[Recorded data]
····················

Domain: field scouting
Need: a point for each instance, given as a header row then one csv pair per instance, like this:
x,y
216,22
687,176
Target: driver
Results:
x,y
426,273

····················

*What needs to be done*.
Transcribe the records above line for line, keeping every character as it appears.

*Correct answer*.
Domain: field scouting
Need: a point for each instance, given as a header row then one csv pair per instance, like this:
x,y
216,22
687,176
Target: driver
Results:
x,y
426,273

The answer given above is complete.